The Jungle Book ****


Film Music Society FMS002

20 tracks - 53:59 / 1 track - 22:27

Some perspective: Miklós Rózsa's The Jungle Book (1942) was his 15th film score, his fifth (of nine) for the legendary Korda brothers; written during his mid-thirties, just five years into his career as a film music composer. Rózsa was already an accomplished concert composer at this time, one of the most important of his generation. Nonetheless, it is easy to overlook the important place The Jungle Book occupies in Rózsa's filmography as one of his personal favorite scores, and one which pushed him to new levels of fame and widespread acclaim. This was due in a large part to the concert suite which Rózsa adapted from his score. "The first American made dramatic feature motion picture to have its music score re-recorded for an album," the suite's success rivaled Prokofiev's Peter and the Wolf in the concert hall for a time.

This concert suite has been available to Rózsa fans and audiophiles since its inception -- first on LP, and then on CD. A variety of recordings exist, both with and without narration; the best and most accessible of these was released by Varèse Sarabande (VCD 47258) in 1983. Approximately 30 minutes in length, the suite is a noteworthy musical accomplishment by any standard, and in balance is a fair representation of Rózsa's remarkable score. But fair is not the same as comprehensive. For years, the original masters being presumed lost, the true scope and dimension of this Rózsa masterpiece were hidden to all, outside of obscure or decaying prints of the actual film. Hidden, that is, until 1997, when a serendipitous auction caught the eye of Jeannie Pool -- a box of acetate recordings that contained, among other things, almost the entire original Jungle Book score. Seven years later, these recordings have finally become accessible to the fan community through the Film Music Society -- albeit as a very limited pressing of 1,000 discs, many (if not all) of which will be sold out by the time this review hits print. Nonetheless, it is the purpose of this reviewer to encourage you, the discriminating film music consumer, to track down a copy by any means necessary.

Certainly part of my enthusiasm stems from nostalgia. Korda's The Jungle Book, possibly the darkest and most successful filmic retelling of Kipling's legendary saga to date, captured my imagination at a very early age. It has the distinction of being the first score I remember being aware of...the first score that remained consciously with me once the tape was out of the VCR. Today, many years later, the score continues to work the same magic on me, and on all those I have the opportunity to share it with.

What gives The Jungle Book such lasting and universal appeal? It's as simple as the basics of good music. To begin with, a veritable menagerie of melodies that seize and inspire the imagination -- every character, every animal in the jungle, has a signature theme and distinctive musical presence. Second, consistently thrilling and exciting writing; there is never a dull moment, never a cue that is less than absolutely compelling. Third, Rózsa's music runs the whole gamut of human emotion -- the tears of a mother; the hot blood of wild youth; the savagery of combat; the mystery and majesty of human civilization confronting the untamed world...Rózsa captures all this and more with stunning boldness and seemingly effortless grace. An apt, appropriately old-fashioned word to describe the score would be "Ravishing!"

▶ [RECORD EXTRACTS]:
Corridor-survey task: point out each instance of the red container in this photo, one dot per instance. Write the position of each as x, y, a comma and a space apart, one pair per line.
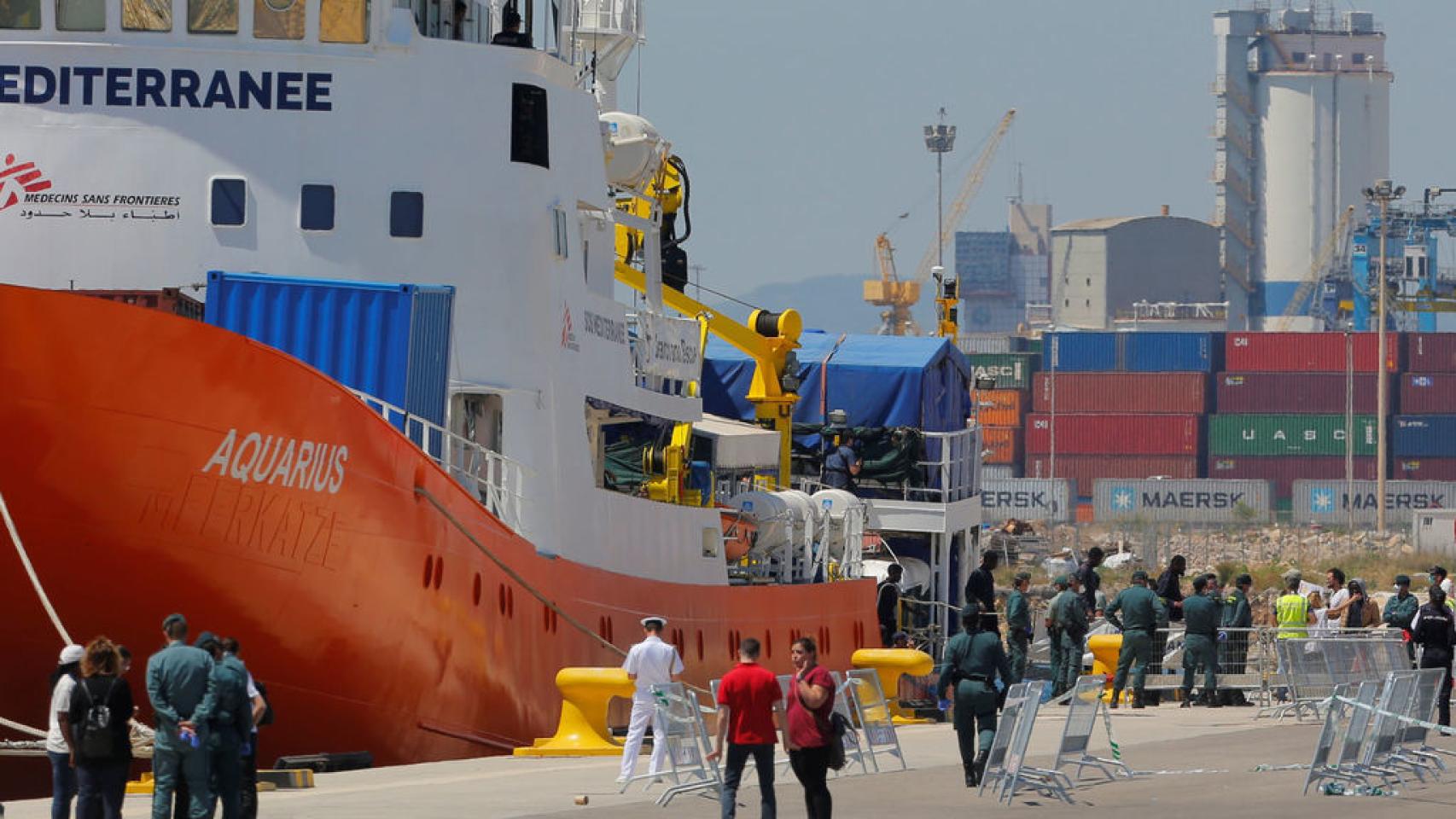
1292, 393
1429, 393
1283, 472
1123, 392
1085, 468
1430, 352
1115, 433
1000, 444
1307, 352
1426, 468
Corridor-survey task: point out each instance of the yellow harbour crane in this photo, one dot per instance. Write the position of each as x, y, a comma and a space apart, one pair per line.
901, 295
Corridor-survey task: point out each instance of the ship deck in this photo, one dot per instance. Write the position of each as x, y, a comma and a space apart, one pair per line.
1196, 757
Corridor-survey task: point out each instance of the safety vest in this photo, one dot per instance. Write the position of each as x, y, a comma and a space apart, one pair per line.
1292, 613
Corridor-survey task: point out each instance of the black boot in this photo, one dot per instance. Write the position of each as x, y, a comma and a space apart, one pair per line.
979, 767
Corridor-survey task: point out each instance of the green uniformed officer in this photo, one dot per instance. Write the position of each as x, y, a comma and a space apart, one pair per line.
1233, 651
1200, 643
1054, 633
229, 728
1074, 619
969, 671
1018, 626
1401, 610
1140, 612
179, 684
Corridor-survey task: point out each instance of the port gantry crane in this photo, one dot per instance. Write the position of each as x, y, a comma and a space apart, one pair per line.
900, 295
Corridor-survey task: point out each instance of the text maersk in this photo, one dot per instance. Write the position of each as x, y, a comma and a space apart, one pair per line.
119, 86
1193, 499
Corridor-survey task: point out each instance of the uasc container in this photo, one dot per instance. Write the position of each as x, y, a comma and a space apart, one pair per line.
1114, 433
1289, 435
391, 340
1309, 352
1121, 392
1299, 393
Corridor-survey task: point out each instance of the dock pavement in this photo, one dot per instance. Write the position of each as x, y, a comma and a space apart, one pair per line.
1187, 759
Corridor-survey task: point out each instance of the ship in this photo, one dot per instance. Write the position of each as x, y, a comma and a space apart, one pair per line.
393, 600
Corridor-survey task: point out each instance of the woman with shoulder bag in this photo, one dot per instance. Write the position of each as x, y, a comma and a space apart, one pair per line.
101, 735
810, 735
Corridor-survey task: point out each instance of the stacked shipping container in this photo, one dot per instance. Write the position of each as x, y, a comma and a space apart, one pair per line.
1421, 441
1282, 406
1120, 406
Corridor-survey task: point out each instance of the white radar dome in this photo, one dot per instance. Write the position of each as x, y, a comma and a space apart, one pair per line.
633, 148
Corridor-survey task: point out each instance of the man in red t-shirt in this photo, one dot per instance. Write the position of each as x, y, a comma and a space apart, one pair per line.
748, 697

==

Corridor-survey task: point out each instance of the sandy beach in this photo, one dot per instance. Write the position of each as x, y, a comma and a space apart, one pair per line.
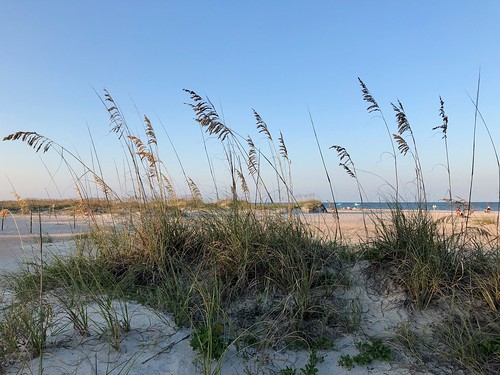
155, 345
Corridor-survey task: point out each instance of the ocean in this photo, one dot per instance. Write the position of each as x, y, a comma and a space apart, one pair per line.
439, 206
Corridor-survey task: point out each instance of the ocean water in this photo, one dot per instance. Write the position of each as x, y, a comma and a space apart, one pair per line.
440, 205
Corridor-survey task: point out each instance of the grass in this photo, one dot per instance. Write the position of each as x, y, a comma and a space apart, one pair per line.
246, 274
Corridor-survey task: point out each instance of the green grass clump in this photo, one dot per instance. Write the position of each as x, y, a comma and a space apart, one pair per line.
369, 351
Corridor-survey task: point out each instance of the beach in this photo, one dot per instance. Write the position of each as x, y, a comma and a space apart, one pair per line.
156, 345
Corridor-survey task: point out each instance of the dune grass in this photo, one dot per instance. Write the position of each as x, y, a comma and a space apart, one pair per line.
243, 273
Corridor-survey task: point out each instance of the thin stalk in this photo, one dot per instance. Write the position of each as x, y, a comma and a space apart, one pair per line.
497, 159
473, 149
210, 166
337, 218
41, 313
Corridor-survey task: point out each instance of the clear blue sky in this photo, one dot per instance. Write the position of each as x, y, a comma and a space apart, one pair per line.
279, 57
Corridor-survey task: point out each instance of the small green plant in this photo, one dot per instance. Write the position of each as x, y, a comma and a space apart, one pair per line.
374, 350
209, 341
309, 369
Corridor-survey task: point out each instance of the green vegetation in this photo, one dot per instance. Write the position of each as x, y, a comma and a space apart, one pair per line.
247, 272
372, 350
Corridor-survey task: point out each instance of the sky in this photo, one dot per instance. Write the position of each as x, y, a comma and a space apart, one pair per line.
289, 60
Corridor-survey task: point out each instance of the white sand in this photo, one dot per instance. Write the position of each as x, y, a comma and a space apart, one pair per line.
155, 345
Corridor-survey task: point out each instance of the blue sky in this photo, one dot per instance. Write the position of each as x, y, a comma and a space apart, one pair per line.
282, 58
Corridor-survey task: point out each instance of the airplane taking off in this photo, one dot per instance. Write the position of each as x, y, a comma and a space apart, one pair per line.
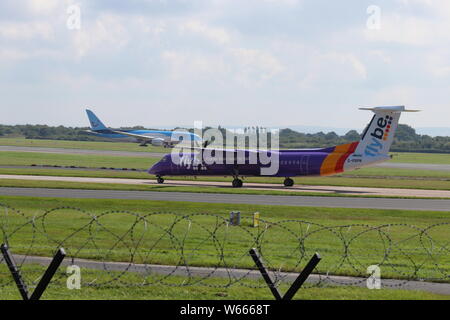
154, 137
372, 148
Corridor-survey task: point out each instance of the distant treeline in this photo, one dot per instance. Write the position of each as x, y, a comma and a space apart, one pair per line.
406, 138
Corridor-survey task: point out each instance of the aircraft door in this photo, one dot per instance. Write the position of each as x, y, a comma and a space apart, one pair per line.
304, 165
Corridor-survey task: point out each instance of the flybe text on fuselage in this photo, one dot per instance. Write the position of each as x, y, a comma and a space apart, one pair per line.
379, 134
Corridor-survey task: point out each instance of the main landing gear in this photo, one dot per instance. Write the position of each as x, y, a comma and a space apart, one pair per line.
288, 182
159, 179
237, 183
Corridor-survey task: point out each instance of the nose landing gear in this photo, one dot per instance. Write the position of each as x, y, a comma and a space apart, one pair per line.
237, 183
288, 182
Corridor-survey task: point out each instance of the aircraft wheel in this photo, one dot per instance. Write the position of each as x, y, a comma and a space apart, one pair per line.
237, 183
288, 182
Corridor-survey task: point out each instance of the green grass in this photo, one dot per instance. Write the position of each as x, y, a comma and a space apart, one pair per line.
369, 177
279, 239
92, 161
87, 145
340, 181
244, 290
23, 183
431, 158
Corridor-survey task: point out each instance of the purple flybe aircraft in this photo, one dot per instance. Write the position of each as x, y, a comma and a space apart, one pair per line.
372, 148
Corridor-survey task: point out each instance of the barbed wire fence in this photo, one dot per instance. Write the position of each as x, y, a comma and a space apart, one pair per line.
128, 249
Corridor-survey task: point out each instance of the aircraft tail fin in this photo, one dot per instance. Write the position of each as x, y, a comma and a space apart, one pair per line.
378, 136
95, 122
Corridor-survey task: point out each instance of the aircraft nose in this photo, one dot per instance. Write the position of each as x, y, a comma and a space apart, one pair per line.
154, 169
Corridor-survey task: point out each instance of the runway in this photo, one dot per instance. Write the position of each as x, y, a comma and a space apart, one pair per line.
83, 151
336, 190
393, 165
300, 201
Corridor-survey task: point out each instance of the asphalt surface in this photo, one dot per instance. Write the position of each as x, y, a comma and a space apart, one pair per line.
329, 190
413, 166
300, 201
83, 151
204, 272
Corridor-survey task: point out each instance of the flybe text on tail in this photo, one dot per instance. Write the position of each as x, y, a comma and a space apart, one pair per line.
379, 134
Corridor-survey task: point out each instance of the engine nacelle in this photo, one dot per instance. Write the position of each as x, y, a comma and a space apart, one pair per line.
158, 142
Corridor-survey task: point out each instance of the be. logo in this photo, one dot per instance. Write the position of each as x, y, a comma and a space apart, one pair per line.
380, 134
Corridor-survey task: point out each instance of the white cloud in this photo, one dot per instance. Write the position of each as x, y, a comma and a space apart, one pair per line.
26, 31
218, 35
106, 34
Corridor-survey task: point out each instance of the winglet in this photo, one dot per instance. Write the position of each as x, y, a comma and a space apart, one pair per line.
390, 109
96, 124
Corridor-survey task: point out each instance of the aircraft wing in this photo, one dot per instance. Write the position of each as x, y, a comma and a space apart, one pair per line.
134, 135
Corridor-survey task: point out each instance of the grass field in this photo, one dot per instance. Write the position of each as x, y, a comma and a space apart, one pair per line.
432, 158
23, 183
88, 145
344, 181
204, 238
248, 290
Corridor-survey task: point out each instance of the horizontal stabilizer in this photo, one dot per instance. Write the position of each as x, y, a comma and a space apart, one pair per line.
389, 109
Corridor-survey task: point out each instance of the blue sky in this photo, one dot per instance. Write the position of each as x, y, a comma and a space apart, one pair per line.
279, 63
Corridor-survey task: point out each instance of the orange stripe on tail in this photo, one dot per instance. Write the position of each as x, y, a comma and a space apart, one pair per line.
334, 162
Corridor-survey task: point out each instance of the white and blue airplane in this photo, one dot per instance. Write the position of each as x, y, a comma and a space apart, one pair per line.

▶ [STATED GOAL 1]:
In the review of The Jungle Book score, how many discs did the Film Music Society's limited pressing contain?
▶ [STATED GOAL 2]:
Sum up the review of The Jungle Book score in two sentences.
▶ [STATED GOAL 3]:
What does the review of The Jungle Book score list as the parts of human emotion that Rózsa's music captures?

▶ [EXERCISE ANSWER 1]:
1,000 discs.

▶ [EXERCISE ANSWER 2]:
Miklós Rózsa's 1942 score for The Jungle Book, one of his personal favorites, became widely known through a concert suite he adapted from it, but the score's full scope stayed hidden until acetate recordings found at a 1997 auction were released by the Film Music Society in a limited pressing of 1,000 discs. The reviewer urges readers to track down a copy and credits the score's lasting appeal to its memorable themes for every character, its consistently thrilling writing, and its wide emotional range.

▶ [EXERCISE ANSWER 3]:
- The tears of a mother
- The hot blood of wild youth
- The savagery of combat
- The mystery and majesty of human civilization confronting the untamed world